### Required action
Please transcribe the passage of the forum excerpt that begins with the words "My wife ended" and ends with "time is right.", keeping every character unchanged.

### Page excerpt
────────────────────

This is where calling this an EA just doesn't do it justice. This is every bit a sexual affair, two people describing exactly what they are doing to each other, their just not in the same room. And if they're climaxing from this, it sure seems like almost doing the deed.

My wife ended all chat with this guy immediately after this.

Fast forward to late 2011, and my wife is now texting with the POS Troll again. He is again sharing all the intimate details of the women he cheats on his wife with. And now he is trying to get my wife to hook up with one of his friends. This Troll is my wife's pimp!

It's like a game now, two cheaters collaborating. It's still clear that my wife has yet to actually have a physical affair. But it's also clear that she would be willing if the time is right.

Now to bring you current.

So whom is he trying to fix her up with? The same guy my wife had the highly sexual chat with 2 years ago. Let's call him the Player. It ends up that this guys is a friend of the Troll, and he must have introduced them two years ago. I also learned that this guy lives locally. 

So the Player gets reacquainted with my wife via email, quickly turning it sexual, talking about how they could be Friends with Benefits, and sharing sexy stores and the like. He sends pictures of him getting a BJ from some gal that very afternoon. He leads her to believe this it his Johnson and the girl is someone he just meet. But the pix are clearly fake porn shots he photographed directly from his computer screen, as you could see the monitor line distortion. He could not have taken the photos from those angles, and the visible computer mouse in the picture is completely laughable. I hope most women are that dumb. 

The Player is also a POS, as he knows she is married and has children. What ever happen to The Man Code! You don't hit on another guys wife.

He's very smooth and knows how to appeal to my wife. She is very receptive, even suggesting the Player meet for lunch with her and the Troll. She still keeping it very "friends like", but she certainly knows what this guy is after. Based on her willingness to participate it's not going to take much to get her to roll over for him.

This is what as transpired thus far.

I am quietly planing the divorce, before I show my cards.


----------



## TorontoBoyWest (May 1, 2012)

light rain said:


> This has been quite therapeutic for me. . Thank you all for the advice and letting me vent. Here's the rest of the story.
> 
> The story get worse, about 2 years ago, despite having agreed not to chat sexually, my wife engaged in sexual banter chat with another guy. And after a few days of this, they had full graphic sex via chat on the computer, no webcam.

────────────────────

### Material shown
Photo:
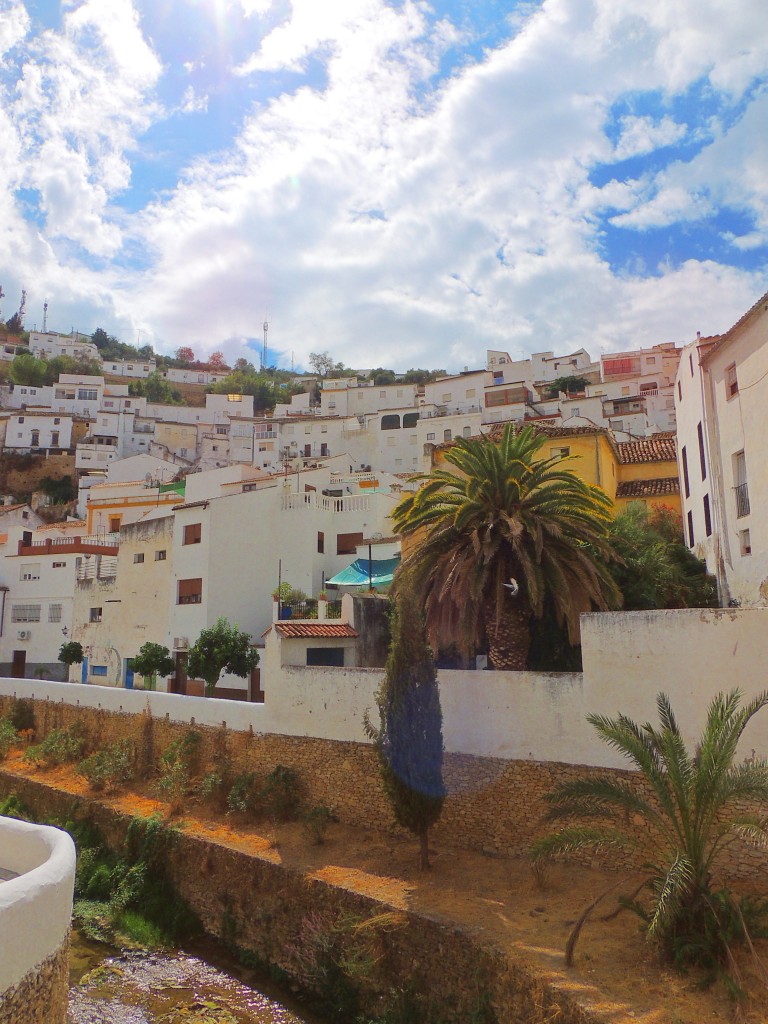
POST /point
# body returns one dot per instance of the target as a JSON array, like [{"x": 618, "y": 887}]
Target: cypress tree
[{"x": 409, "y": 740}]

────────────────────

### Solution to this problem
My wife ended all chat with this guy immediately after this.

Fast forward to late 2011, and my wife is now texting with the POS Troll again. He is again sharing all the intimate details of the women he cheats on his wife with. And now he is trying to get my wife to hook up with one of his friends. This Troll is my wife's pimp!

It's like a game now, two cheaters collaborating. It's still clear that my wife has yet to actually have a physical affair. But it's also clear that she would be willing if the time is right.